— START DATA FOR THE TASK —
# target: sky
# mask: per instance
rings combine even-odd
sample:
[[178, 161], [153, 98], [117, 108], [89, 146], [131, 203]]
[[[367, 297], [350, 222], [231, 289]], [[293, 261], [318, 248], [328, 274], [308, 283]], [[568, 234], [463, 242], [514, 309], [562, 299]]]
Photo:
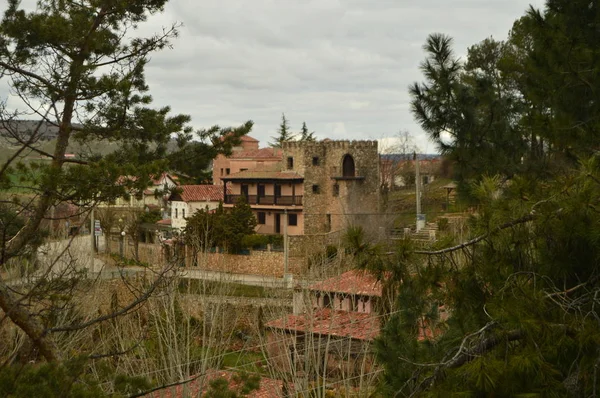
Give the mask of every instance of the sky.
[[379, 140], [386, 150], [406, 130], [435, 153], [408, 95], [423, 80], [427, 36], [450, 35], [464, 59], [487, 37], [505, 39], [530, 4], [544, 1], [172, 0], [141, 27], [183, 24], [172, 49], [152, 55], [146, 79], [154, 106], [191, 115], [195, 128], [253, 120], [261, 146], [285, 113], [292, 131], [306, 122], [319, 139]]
— END DATA FOR THE TASK —
## TASK DIRECTIONS
Rewrite the listing above with "sky" replaced by "water" wherever it appears, keeping every other line and character the same. Leave the pictures out.

## WORKED ANSWER
# target: water
# mask: per instance
rings combine even-odd
sample:
[[178, 161], [153, 98], [117, 108], [89, 146], [131, 203]]
[[[367, 297], [350, 222], [231, 289]], [[293, 261], [318, 248], [328, 274], [308, 283]], [[568, 234], [463, 242], [514, 309], [562, 299]]]
Photo:
Give the mask of every instance of the water.
[[379, 140], [386, 150], [406, 130], [435, 153], [408, 95], [423, 80], [427, 36], [450, 35], [464, 59], [487, 37], [505, 39], [530, 4], [544, 1], [172, 0], [141, 27], [183, 24], [172, 49], [152, 55], [146, 79], [154, 106], [191, 115], [195, 128], [253, 120], [261, 146], [285, 113], [292, 131], [306, 122], [319, 139]]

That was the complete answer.